[Stored records]
*** Block opens ***

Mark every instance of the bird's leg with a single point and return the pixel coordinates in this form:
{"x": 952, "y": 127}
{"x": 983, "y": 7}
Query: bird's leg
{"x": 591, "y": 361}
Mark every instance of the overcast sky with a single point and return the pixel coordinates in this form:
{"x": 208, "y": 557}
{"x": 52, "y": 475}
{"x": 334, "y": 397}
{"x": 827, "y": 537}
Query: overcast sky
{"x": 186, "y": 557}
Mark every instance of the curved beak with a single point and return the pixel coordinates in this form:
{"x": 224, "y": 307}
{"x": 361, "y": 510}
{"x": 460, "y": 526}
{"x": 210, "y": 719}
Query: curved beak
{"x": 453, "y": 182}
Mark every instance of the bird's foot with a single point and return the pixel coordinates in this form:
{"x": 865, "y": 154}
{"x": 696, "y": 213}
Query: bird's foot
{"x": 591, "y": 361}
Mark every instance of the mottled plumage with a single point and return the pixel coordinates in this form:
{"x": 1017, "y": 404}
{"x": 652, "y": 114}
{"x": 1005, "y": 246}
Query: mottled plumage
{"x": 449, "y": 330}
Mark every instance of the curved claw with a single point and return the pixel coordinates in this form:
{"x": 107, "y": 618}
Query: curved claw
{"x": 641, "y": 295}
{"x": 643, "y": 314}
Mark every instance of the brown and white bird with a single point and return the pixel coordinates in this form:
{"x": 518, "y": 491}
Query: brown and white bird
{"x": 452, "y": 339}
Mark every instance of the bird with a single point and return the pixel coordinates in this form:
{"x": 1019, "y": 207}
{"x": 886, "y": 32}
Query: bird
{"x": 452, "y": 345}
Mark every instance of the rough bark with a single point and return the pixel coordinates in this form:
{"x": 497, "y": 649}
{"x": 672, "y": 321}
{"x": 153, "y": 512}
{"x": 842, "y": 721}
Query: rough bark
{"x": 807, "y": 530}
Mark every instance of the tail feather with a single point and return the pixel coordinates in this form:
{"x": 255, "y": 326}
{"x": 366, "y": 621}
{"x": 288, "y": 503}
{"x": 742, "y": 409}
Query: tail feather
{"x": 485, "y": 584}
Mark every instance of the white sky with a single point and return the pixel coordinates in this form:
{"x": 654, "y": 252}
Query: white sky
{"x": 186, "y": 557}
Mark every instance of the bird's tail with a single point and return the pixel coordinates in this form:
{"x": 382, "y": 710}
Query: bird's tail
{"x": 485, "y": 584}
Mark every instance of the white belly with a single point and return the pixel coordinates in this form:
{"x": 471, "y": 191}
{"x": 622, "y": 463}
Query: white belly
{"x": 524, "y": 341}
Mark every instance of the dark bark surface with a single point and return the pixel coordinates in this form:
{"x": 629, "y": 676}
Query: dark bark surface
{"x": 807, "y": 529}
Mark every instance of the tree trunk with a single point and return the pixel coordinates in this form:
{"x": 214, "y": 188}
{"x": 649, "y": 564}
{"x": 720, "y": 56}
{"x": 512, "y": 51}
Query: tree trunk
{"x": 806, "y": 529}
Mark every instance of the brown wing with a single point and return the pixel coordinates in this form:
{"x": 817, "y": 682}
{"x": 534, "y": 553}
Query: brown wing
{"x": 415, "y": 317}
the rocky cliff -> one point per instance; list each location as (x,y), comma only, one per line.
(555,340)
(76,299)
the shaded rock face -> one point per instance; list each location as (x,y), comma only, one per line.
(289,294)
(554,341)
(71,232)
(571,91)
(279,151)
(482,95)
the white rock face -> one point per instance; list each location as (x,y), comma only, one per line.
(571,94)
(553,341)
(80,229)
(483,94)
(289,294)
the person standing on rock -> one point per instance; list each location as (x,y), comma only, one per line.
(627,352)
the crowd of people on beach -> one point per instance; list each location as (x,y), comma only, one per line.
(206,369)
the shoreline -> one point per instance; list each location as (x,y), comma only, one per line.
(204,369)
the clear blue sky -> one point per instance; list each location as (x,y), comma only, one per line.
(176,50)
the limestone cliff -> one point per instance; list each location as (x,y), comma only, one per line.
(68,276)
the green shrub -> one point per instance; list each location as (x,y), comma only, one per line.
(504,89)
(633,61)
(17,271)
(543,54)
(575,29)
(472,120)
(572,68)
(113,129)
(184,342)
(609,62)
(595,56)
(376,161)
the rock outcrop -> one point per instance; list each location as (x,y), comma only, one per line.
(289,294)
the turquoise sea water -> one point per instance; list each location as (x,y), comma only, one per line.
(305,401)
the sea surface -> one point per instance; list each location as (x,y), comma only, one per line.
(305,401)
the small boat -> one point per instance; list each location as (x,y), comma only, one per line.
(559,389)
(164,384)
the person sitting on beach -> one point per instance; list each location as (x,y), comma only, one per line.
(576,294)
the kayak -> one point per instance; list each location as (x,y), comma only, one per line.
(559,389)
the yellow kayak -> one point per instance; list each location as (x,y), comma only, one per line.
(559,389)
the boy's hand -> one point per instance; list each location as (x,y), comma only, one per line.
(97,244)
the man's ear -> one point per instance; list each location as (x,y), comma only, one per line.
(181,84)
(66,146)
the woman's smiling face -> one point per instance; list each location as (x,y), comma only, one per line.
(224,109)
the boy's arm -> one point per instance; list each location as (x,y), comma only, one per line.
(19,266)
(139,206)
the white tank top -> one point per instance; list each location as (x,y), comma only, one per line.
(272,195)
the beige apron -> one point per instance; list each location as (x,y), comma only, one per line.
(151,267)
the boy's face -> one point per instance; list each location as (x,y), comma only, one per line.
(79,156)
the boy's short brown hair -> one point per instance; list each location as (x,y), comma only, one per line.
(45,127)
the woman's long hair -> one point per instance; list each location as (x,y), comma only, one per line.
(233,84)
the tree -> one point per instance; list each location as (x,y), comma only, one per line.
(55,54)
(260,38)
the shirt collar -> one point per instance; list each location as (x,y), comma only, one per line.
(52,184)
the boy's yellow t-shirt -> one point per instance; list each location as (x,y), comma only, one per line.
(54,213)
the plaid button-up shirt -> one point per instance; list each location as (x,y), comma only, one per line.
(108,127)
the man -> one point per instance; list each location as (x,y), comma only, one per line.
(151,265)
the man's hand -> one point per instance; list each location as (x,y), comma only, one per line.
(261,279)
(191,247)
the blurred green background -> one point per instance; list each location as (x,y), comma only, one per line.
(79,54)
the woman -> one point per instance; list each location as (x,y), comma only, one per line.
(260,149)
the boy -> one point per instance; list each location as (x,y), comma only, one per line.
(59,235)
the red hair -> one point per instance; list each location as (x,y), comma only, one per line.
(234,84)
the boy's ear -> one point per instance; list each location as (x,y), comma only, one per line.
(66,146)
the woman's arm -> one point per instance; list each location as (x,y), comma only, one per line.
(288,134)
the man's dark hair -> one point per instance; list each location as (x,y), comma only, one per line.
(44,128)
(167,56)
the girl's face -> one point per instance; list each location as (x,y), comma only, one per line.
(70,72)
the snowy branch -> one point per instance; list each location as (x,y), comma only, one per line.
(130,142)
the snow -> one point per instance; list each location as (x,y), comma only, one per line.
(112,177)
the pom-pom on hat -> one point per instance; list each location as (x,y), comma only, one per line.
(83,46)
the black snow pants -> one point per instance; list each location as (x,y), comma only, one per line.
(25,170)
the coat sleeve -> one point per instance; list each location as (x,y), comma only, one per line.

*** Block closes ***

Each record must be returned in full and exactly.

Mark every instance of the bird's leg with a single point and return the pixel coordinates in this form:
{"x": 952, "y": 127}
{"x": 983, "y": 7}
Query: bird's leg
{"x": 591, "y": 361}
Mark every instance of the overcast sky with a single point and return the pixel coordinates in this form:
{"x": 208, "y": 557}
{"x": 52, "y": 475}
{"x": 334, "y": 397}
{"x": 827, "y": 537}
Query: overcast sky
{"x": 186, "y": 557}
Mark every instance of the curved beak with a single point and return the pixel coordinates in this form:
{"x": 224, "y": 307}
{"x": 361, "y": 510}
{"x": 460, "y": 526}
{"x": 210, "y": 719}
Query: curved beak
{"x": 453, "y": 182}
Mark every instance of the bird's foot with a single point and return the pixel coordinates in this form:
{"x": 865, "y": 154}
{"x": 696, "y": 213}
Query: bird's foot
{"x": 591, "y": 361}
Mark every instance of the mottled plumage with a single point and return the pixel coordinates in this form:
{"x": 1017, "y": 404}
{"x": 652, "y": 114}
{"x": 1005, "y": 246}
Query: mottled plumage
{"x": 449, "y": 330}
Mark every instance of the curved claw with a single point and return the pixel coordinates in this form:
{"x": 107, "y": 618}
Query: curved claw
{"x": 641, "y": 295}
{"x": 643, "y": 314}
Mark every instance of the brown and white bird with a single point and return the pixel coordinates in this form:
{"x": 518, "y": 491}
Query: brown and white bird
{"x": 452, "y": 339}
Mark every instance of the bird with a single point and return the pixel coordinates in this form:
{"x": 1019, "y": 207}
{"x": 886, "y": 32}
Query: bird
{"x": 452, "y": 345}
Mark every instance of the rough bark with a single point and return the pixel coordinates in this form:
{"x": 497, "y": 649}
{"x": 672, "y": 321}
{"x": 153, "y": 512}
{"x": 842, "y": 721}
Query: rough bark
{"x": 807, "y": 530}
Mark every instance of the tail feather with a single point and return the pixel coordinates in this form:
{"x": 255, "y": 326}
{"x": 366, "y": 621}
{"x": 288, "y": 503}
{"x": 742, "y": 409}
Query: tail feather
{"x": 485, "y": 584}
Mark every instance of the white sky with a single point and return the pixel coordinates in this form:
{"x": 654, "y": 252}
Query: white sky
{"x": 186, "y": 557}
Mark every instance of the bird's tail with a single point and return the pixel coordinates in this form:
{"x": 382, "y": 710}
Query: bird's tail
{"x": 485, "y": 584}
Mark every instance of the white belly with a single point and return the pixel coordinates in this form:
{"x": 471, "y": 191}
{"x": 622, "y": 463}
Query: white belly
{"x": 524, "y": 341}
Mark every instance of the dark bark surface with a single point and return the pixel coordinates in this form:
{"x": 629, "y": 676}
Query: dark bark surface
{"x": 807, "y": 529}
Mark every instance of the tree trunk with a single point and return the pixel coordinates in this form:
{"x": 214, "y": 188}
{"x": 649, "y": 564}
{"x": 720, "y": 56}
{"x": 512, "y": 51}
Query: tree trunk
{"x": 806, "y": 529}
Mark every instance of the brown wing with a single point and return the pixel coordinates in this form:
{"x": 817, "y": 682}
{"x": 534, "y": 553}
Query: brown wing
{"x": 415, "y": 317}
the rocky cliff -> one point per instance; list each location as (x,y), comma only, one per line.
(555,340)
(76,299)
the shaded rock face -> one point per instance; list each location as (x,y), comma only, one per line.
(289,294)
(554,341)
(71,232)
(571,91)
(279,151)
(482,95)
the white rock face -> one point per instance; list each location as (x,y), comma only, one per line.
(571,94)
(553,341)
(80,229)
(483,94)
(289,294)
the person standing on rock -> one point per instance; list each location as (x,y), comma only, one per line.
(627,352)
the crowd of people on beach -> one point per instance; list each location as (x,y), comma only, one per line.
(206,369)
the shoreline -> one point per instance; list each location as (x,y), comma only, one per line.
(204,369)
the clear blue sky -> one point per instance; list each location as (x,y), comma only, one per line.
(176,50)
the limestone cliff -> one point per instance; list each location as (x,y), comma only, one per line.
(68,276)
the green shrub -> one point per instance; list each location as (x,y), comma only, one per line.
(504,89)
(633,61)
(17,271)
(543,54)
(575,29)
(472,120)
(572,68)
(113,129)
(184,342)
(609,62)
(595,56)
(376,161)
the rock outcrop -> one point per instance; list each location as (x,y), comma only, one per line.
(289,294)
the turquoise sea water -> one point per instance; list each location as (x,y), comma only, one per line.
(305,401)
the sea surface -> one point per instance; list each location as (x,y), comma only, one per line.
(305,401)
the small boat -> one point per instance; list each location as (x,y), comma only, one per line.
(559,389)
(164,384)
the person sitting on beach -> one point per instance; list each location as (x,y), comma only, one per line.
(576,294)
the kayak -> one point per instance; list each location as (x,y), comma only, one per line.
(559,389)
the yellow kayak -> one point per instance; list each location as (x,y), comma only, one per line.
(559,389)
the boy's hand -> one point per instance; list each location as (x,y), comma only, one per line.
(97,244)
the man's ear -> one point per instance; list each location as (x,y), comma only, one per line.
(181,84)
(66,146)
the woman's smiling face -> one point per instance; list each location as (x,y), comma only, one per line.
(224,109)
the boy's arm -> one point per instance; list each location as (x,y), comma only, one per line.
(19,266)
(139,206)
the white tank top -> one point per instance; list each location as (x,y), comma only, one per line.
(272,195)
the beige apron -> one point per instance; list each location as (x,y), comma only, one per line.
(151,267)
the boy's face -> one point per instance; list each location as (x,y), comma only, one per line.
(79,156)
the boy's short brown hair -> one point per instance; list each location as (x,y), comma only, one per line.
(45,127)
the woman's long hair -> one point per instance; list each location as (x,y), comma only, one per line.
(233,84)
the tree -> one point per instance; list each location as (x,y), comma only, one per line.
(55,54)
(260,38)
the shirt collar -> one point per instance; list each location as (x,y), comma only, one per line.
(52,184)
the boy's yellow t-shirt -> one point per instance; list each location as (x,y), comma only, one per line.
(54,213)
the plaid button-up shirt -> one point per instance; list each location as (x,y), comma only, one per line.
(108,127)
the man -> one point per instance; list each location as (x,y), comma only, one per line.
(151,265)
the man's hand -> one point per instance; list each location as (x,y), comma only, one per line.
(261,279)
(191,247)
the blurred green background -> one point per instance; list each location as (x,y), comma only, one per line.
(79,54)
the woman -> one point per instance; list each location as (x,y), comma only, one per line.
(260,149)
the boy -> one point per instance; list each location as (x,y), comma only, one per line.
(59,235)
the red hair -> one point per instance; list each location as (x,y), comma only, one per line.
(234,84)
the boy's ear -> one point per instance; list each location as (x,y), comma only, one per line.
(66,146)
the woman's arm -> one point per instance; list each location as (x,y), comma only, one per line.
(288,134)
the man's dark hair -> one point per instance; list each location as (x,y), comma only, one per line.
(44,128)
(167,56)
the girl's face -> one point per instance; list each location as (x,y), comma only, one per line.
(70,72)
the snowy branch -> one point per instance; list each location as (x,y), comma only, one per line.
(130,142)
the snow -> one point per instance; list each location as (x,y), comma only, one per line.
(112,177)
the pom-pom on hat -> one point per instance; list each location as (x,y), comma only, one per line.
(83,46)
the black snow pants -> one point per instance; list each location as (x,y), comma only, one per line.
(25,170)
the coat sleeve -> one point per instance; list each location as (x,y), comma only, one per line.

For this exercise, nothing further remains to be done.